▶ [УПРАЖНЕНИЕ] Продолжите исходный документ о демократии в Америке, начав сразу после его последнего предложения.

▶ [ИСХОДНЫЙ ДОКУМЕНТ]
Если бы американцы выказывали те же склонности, как и другие демократические народы, а их законодатели рассчитывали бы на природу страны и на благоприятствующие обстоятельства, чтобы удержать эти склонности в надлежащих границах, то благополучие Соединенных Штатов, которое в таком случае надо бы признать зависящим от чисто физических причин, ничего не доказывало бы по отношению к народам, пожелавшим следовать их примеру, не имея их естественных преимуществ.
Но ни то ни другое из этих предположений не оправдываются на деле.
Я встречал в Америке страсти, подобные тем, какие мы видим и в Европе; одни из них были обусловлены самой природой человеческого сердца, другие зависели от демократического строя общества.
Так, в Соединенных Штатах я замечал душевное беспокойство, свойственное людям, когда при одинаковых приблизительно общих условиях, каждый видит равные шансы для своего возвышения. Встречал я там и демократическое чувство зависти, выражавшееся тысячью различных способов. Видел я также, что народ там в ведении общественных дел часто выражал самонадеянность, соединенную с невежеством, и изо всего этого я заключил, что в Америке, как и у нас, людям свойственны те же недостатки и они подвержены таким же слабостям.
Но когда я стал анализировать состояние общества, то понял, что американцы приложили усилия для того, чтобы побороть эти слабости человеческого сердца и исправить недостатки, свойственные демократии.
Их различные муниципальные законы представились мне теми преградами, которые удерживали в тесном кругу беспокойное честолюбие граждан и обращали на пользу общины те самые демократические страсти, которые могли бы разрушать государство. Мне казалось, что американским законодателям удалось не без успеха противопоставить чувству зависти идею права, постоянному движению в политическом мире неподвижность религиозной морали, теоретическому неведению народа его практический опыт и неудержимости его желаний его деловые привычки.
Таким образом, американцы не понадеялись на природу страны, чтобы бороться с опасностями, возникающими из их государственного устройства и политических законов. Против тех зол, какие у них общие со всеми демократическими народами, они применили лекарства, до которых они одни до сих пор додумались, и хотя американцы были первыми их испытавшими, опыт им удался.
Нравы и законы американцев не единственные, которые могут соответствовать потребностям демократических народов, но они доказали, что не следует отказываться от надежды внести порядок в демократию с помощью законов и нравов.
Если бы другие народы, восприняв от американцев эту общую и плодотворную идею и не желая, однако, подражать им в частностях сделанных ими ее применений, попытались приспособиться к тому общественному строю, принять который Провидение обязывает наших современников, и постарались бы избежать таким образом грозящих им деспотизма и анархии, то какие основания имеем мы думать, что усилия их должны потерпеть неудачу?

▶ [ЗАПИСАННЫЕ ДАННЫЕ]
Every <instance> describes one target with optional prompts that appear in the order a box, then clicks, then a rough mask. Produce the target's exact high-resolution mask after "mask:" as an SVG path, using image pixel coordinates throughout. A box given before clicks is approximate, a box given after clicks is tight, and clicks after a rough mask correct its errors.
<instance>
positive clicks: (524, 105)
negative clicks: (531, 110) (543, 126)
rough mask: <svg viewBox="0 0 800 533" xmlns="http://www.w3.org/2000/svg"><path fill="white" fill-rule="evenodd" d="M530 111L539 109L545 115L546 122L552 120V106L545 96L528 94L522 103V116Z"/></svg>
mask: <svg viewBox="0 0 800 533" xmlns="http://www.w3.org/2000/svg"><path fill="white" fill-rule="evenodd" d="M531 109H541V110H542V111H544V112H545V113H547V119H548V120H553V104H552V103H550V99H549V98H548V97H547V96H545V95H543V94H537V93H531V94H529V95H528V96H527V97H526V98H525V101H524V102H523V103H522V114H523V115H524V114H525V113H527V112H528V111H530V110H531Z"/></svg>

▶ [ПИСЬМЕННЫЙ ОТВЕТ]
Организация и установление демократии между христианами – великая политическая задача нашего времени. Конечно, американцы не разрешают этой задачи, но предоставляют полезные указания тем, кто стремится к ее разрешению.
Важность прошлого по отношению к Европе
Легко понять, для чего я занимался предыдущими изысканиями. Поднятый мной вопрос имеет значение не только для Соединенных Штатов, но и для всего мира, не для одной нации, а для всех людей.
Если бы народы с демократическим общественным строем могли бы оставаться свободными только в пустынях, то следовало бы сожалеть о будущей судьбе человечества, поскольку люди быстро идут по направлению к демократии, а пустыни заселяются.
Если бы верно было, что законы и нравы недостаточны для поддержания демократических учреждений, то какое бы убежище осталось для народов, кроме единоличного деспотизма?
Я знаю, что в наше время есть много честных людей, которых такая будущность вовсе не пугает и которые, утомившись свободой, желали бы наконец отдохнуть вдали от бурь и гроз.
Но эти люди мало знакомы с той пристанью, куда они направляются. С предубеждением, основанным на воспоминаниях, они судят о неограниченной власти по тому, чем она являлась прежде, а не по тому, чем она может быть в наше время.
Если бы абсолютная власть снова установилась у демократических народов Европы, то я не сомневаюсь, что она приняла бы новую форму и проявила бы характер неизвестный нашим предкам.
Было время в Европе, когда закон и согласие народа давали королям безграничную власть. Но им почти не приходилось ею пользоваться.
Я не буду говорить о правах благородного сословия, о власти верховных судов, о праве корпораций, о провинциальных привилегиях, которые, смягчая давление власти, в то же время поддерживали в нации дух сопротивления.
Но независимо от этих политических учреждений, которые, противодействуя свободе частных лиц, служили, однако, поддержке в душах любви к свободе и полезность которых в этом отношении легко понятна, мнения и нравы возводили вокруг королевской власти преграды менее заметные, но не менее прочные.
Религия, любовь подданных, великодушие государя, честь, семейные традиции, провинциальные предрассудки, обычай и общественное мнение ограничивали власть королей и заключали ее в пределы невидимого круга.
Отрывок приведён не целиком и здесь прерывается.